What to work on
Show each line of the rows below that contains the word "reflection".

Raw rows
--------------------------------

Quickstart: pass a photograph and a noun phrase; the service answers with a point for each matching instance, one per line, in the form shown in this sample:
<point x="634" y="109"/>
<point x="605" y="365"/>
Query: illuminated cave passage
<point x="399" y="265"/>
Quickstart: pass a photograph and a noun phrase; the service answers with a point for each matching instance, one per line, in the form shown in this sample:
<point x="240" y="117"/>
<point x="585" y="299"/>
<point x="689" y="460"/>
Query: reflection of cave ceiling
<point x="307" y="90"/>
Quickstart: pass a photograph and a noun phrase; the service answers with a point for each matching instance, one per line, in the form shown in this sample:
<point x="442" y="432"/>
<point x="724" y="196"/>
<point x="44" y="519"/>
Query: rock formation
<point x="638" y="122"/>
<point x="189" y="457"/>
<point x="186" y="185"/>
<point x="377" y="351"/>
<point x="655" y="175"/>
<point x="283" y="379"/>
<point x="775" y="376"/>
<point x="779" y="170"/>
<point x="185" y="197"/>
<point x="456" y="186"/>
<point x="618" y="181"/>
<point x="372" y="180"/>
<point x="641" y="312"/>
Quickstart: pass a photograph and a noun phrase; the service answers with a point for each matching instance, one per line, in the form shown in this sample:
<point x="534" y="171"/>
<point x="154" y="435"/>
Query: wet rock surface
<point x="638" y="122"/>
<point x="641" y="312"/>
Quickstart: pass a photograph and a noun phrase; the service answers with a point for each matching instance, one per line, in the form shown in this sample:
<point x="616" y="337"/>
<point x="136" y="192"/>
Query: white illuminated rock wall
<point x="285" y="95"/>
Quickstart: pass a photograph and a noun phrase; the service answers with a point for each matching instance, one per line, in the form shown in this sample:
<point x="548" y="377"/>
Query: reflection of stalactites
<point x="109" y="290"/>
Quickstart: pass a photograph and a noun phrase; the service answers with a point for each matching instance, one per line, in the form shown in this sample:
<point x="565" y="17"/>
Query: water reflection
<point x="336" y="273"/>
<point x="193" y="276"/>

--------------------------------

The answer
Query: reflection of cave ceiling
Query: reflection of stalactites
Query: water reflection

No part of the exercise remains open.